* begin *
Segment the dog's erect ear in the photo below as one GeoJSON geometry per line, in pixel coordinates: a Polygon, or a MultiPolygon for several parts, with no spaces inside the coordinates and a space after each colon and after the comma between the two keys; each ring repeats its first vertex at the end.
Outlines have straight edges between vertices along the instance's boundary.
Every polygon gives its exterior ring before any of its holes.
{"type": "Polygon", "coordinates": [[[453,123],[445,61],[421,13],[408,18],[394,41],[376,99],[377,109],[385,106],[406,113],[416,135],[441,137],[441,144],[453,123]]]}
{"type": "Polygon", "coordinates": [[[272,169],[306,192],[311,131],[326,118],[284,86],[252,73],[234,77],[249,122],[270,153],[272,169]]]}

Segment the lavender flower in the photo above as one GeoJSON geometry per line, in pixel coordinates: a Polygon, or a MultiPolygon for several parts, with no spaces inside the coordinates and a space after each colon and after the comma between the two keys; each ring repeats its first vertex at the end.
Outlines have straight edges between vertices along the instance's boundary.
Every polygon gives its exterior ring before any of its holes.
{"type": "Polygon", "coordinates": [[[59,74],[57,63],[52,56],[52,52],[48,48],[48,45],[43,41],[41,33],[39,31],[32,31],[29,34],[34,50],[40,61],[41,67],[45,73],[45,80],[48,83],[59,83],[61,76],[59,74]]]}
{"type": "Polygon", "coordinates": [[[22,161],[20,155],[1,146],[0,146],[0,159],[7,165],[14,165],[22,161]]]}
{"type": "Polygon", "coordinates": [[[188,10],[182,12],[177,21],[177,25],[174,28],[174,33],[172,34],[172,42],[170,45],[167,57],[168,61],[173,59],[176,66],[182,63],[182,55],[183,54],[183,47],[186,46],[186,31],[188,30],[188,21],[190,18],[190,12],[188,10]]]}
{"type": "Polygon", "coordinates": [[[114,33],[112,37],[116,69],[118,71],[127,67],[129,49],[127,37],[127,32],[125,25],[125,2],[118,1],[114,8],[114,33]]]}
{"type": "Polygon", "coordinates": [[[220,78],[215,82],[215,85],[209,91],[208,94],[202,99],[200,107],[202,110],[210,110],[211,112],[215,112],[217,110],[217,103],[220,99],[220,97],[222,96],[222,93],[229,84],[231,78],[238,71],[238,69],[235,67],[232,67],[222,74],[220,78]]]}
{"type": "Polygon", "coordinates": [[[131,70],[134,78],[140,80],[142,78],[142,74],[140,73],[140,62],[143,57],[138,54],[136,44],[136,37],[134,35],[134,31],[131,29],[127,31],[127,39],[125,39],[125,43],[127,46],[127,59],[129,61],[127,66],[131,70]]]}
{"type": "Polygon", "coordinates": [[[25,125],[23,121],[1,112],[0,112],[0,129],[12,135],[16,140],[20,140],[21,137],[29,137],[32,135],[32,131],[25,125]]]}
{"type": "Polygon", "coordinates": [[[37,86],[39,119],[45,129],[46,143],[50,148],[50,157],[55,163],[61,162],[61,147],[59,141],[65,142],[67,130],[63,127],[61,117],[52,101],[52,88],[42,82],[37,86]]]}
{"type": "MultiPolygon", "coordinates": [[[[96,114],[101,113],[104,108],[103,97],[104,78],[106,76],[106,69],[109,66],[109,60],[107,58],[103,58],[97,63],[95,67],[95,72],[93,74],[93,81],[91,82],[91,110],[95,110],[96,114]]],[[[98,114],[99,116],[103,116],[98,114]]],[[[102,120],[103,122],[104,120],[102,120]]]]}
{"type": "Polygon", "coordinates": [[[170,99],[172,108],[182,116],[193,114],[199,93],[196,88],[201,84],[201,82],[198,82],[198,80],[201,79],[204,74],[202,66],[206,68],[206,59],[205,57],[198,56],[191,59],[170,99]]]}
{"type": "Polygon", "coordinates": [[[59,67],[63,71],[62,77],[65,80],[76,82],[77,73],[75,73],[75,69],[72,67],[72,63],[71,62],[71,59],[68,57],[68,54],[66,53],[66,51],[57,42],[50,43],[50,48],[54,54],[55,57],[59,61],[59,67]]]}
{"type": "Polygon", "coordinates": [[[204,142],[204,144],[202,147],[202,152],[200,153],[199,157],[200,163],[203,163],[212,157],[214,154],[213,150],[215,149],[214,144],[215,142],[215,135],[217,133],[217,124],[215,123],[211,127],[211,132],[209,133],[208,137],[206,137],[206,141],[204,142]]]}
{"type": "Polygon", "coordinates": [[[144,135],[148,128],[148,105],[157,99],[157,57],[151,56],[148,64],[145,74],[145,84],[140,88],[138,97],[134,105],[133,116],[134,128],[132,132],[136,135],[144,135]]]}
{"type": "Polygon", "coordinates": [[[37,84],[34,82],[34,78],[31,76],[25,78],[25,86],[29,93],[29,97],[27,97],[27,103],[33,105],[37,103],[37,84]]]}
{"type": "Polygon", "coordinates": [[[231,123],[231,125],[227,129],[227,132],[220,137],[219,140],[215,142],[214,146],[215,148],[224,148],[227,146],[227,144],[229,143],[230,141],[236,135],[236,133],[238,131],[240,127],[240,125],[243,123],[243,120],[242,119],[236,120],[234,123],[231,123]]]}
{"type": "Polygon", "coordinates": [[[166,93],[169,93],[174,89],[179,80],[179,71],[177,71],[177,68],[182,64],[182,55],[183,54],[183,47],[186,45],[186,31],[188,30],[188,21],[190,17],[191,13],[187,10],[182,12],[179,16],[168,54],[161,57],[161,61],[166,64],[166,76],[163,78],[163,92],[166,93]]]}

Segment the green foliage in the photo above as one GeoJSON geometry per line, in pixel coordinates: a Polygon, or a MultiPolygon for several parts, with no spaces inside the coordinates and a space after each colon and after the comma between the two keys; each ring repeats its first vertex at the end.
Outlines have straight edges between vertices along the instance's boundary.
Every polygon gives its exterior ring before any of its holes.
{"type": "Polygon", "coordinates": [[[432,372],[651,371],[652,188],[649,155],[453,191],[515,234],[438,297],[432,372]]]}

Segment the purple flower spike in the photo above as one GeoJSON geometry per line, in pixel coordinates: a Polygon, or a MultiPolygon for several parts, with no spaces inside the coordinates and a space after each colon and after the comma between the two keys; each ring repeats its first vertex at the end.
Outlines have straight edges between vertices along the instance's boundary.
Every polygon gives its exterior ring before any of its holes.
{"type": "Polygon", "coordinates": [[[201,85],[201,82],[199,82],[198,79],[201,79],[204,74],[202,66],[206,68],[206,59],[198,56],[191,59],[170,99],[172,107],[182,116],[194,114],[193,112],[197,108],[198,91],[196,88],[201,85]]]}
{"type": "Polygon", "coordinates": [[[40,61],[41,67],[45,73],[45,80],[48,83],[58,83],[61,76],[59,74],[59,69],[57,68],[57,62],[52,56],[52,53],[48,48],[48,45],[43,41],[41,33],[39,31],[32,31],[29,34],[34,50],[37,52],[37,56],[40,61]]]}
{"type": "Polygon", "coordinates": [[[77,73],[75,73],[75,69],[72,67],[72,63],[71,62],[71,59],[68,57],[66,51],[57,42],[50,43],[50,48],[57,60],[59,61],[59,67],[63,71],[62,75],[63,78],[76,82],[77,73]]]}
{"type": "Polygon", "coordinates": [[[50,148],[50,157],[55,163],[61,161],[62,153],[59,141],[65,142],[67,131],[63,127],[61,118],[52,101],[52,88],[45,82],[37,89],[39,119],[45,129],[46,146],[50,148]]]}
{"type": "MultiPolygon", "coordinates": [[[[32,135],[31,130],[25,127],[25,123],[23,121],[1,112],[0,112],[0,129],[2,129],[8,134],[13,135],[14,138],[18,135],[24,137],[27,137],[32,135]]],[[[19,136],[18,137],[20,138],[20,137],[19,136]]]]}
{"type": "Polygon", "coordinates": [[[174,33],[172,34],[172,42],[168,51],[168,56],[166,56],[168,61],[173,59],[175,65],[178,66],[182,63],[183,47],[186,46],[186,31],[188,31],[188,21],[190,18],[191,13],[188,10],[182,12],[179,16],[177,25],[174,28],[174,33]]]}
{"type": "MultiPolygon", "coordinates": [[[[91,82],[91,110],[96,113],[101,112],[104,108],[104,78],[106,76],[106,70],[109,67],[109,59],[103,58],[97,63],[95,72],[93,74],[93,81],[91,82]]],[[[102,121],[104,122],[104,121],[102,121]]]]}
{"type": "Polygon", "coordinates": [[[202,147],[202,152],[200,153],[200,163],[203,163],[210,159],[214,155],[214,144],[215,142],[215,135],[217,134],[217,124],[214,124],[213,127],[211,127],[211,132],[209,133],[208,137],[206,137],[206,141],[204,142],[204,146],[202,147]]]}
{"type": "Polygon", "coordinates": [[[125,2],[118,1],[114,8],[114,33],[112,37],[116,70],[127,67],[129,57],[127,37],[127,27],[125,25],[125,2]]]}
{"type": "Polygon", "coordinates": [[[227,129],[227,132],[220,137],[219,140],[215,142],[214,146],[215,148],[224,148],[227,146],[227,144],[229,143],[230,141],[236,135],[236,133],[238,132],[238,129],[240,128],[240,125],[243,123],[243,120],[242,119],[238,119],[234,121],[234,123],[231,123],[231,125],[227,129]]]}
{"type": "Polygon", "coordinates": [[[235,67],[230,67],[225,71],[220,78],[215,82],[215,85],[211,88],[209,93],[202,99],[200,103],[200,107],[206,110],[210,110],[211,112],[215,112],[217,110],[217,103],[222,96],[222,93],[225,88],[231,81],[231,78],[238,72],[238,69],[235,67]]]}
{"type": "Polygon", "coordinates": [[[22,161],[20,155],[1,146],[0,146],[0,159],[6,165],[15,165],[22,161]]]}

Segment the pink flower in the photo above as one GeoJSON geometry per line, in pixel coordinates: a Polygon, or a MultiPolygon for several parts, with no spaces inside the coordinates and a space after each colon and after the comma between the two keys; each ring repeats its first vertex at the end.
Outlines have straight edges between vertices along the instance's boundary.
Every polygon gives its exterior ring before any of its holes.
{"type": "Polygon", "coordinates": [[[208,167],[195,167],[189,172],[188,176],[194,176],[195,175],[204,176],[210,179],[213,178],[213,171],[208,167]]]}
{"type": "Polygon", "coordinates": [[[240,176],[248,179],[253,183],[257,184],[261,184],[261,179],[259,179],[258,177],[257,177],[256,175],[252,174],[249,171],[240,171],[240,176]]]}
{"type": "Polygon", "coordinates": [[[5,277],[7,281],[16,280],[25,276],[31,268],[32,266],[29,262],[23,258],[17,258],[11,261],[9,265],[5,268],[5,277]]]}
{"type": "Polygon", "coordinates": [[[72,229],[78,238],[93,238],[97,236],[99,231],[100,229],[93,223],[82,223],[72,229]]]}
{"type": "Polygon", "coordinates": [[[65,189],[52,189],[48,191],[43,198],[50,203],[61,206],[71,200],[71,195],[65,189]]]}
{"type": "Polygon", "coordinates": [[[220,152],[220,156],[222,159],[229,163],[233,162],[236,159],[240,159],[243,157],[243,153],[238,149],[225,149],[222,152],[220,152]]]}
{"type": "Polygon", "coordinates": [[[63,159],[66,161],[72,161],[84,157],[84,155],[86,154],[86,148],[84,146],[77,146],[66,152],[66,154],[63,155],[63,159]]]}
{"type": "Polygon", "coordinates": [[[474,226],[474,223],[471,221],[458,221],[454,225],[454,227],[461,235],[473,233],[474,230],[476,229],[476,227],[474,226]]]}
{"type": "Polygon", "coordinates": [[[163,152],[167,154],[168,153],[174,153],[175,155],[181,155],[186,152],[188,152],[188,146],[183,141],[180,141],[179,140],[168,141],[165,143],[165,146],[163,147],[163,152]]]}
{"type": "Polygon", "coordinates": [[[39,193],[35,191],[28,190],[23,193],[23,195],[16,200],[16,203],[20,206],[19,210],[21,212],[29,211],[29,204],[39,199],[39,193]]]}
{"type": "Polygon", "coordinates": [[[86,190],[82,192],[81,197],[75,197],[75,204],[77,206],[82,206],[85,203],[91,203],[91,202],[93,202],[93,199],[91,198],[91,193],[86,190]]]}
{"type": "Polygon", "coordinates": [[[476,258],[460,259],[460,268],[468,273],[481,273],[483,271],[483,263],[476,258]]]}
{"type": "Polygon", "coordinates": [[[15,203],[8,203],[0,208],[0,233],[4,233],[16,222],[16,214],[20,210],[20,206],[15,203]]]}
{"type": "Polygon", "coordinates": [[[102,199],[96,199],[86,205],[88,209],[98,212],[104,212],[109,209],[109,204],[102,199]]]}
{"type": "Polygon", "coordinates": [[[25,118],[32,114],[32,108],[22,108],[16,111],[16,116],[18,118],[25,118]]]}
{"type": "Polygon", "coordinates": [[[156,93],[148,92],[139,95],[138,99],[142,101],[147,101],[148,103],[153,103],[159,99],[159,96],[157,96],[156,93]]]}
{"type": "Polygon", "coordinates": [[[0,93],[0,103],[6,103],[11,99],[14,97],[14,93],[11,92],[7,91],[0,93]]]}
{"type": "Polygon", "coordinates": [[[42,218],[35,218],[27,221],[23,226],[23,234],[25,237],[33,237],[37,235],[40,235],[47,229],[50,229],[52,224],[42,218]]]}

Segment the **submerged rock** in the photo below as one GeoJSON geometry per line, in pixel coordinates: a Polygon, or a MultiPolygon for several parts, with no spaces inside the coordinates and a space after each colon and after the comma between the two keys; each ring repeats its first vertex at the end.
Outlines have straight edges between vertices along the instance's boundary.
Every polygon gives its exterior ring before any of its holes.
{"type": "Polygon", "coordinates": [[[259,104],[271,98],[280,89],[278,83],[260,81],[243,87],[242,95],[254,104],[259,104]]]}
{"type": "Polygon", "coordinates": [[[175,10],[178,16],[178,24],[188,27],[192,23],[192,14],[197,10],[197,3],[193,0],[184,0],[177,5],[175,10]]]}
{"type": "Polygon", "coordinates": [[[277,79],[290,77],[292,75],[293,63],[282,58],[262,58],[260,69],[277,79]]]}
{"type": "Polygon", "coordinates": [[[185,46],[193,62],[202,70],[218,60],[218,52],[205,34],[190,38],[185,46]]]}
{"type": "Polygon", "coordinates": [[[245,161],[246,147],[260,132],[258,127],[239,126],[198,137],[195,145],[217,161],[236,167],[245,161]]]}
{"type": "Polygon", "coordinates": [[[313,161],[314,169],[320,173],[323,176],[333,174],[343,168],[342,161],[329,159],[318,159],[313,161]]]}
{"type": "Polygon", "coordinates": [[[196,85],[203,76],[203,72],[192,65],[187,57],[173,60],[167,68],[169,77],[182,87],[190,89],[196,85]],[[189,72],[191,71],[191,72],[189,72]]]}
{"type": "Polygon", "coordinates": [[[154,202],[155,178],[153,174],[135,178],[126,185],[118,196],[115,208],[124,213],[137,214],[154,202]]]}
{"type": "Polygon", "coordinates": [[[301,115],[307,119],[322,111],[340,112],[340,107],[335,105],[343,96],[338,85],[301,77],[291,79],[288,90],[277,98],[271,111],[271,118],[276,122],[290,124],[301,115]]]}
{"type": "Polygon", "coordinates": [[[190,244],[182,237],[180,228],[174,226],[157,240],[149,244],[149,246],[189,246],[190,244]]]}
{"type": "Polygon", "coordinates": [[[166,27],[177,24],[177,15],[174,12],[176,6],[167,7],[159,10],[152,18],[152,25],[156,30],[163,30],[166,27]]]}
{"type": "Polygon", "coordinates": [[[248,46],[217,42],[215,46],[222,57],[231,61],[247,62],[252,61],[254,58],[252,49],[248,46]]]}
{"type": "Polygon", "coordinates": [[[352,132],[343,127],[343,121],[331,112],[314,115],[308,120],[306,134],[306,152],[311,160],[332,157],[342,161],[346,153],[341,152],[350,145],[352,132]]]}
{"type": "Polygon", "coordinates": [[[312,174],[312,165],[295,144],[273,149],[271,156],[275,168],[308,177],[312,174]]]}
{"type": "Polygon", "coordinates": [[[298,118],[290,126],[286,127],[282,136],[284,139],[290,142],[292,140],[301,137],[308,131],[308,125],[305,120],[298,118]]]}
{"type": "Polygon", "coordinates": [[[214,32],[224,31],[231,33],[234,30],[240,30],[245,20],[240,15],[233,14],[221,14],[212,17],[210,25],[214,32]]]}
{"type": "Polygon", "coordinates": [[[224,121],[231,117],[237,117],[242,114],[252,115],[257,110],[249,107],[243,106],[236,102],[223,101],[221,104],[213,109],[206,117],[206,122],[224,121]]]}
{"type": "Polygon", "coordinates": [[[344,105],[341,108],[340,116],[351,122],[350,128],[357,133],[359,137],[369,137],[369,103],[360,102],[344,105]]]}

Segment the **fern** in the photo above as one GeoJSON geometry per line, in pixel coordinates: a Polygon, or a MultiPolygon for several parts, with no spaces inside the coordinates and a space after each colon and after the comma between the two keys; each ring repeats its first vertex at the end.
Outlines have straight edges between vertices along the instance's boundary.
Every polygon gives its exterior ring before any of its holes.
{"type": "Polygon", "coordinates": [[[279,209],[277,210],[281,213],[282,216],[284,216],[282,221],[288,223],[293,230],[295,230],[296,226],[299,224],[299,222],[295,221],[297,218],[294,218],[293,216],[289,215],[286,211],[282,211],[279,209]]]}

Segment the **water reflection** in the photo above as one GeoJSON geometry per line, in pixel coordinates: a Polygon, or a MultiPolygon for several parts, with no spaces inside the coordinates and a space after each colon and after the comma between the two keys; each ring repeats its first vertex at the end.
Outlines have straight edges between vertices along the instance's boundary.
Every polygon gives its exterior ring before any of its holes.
* end *
* _GIVEN INSTRUCTION_
Print exactly the lines from the one with "Segment the **fern**" through the end of the data, inclusive.

* _CORRECT RESPONSE_
Segment the **fern** in the photo above as one GeoJSON geometry per line, in pixel coordinates: a Polygon, or a MultiPolygon for several parts, with no spaces inside the coordinates and a space after each colon and after the comma between the two keys; each ring repeats its first vertex at the end.
Outlines have straight edges between vertices along the instance's boundary.
Every polygon gives its exterior ring before any of its holes.
{"type": "Polygon", "coordinates": [[[279,209],[277,210],[281,213],[282,216],[284,216],[282,221],[288,223],[293,230],[295,230],[296,226],[299,224],[299,222],[295,221],[297,218],[294,218],[293,216],[289,215],[286,211],[282,211],[279,209]]]}

Segment the **water reflection** in the photo above as one GeoJSON geometry per line, in pixel coordinates: a Polygon, or a MultiPolygon for several parts, with no spaces inside the coordinates and a space after each colon and after the comma between the two keys; each ring repeats its first vertex at the end.
Outlines have straight edges between vertices along the instance's boundary.
Every polygon gives its exterior ring before any of its holes.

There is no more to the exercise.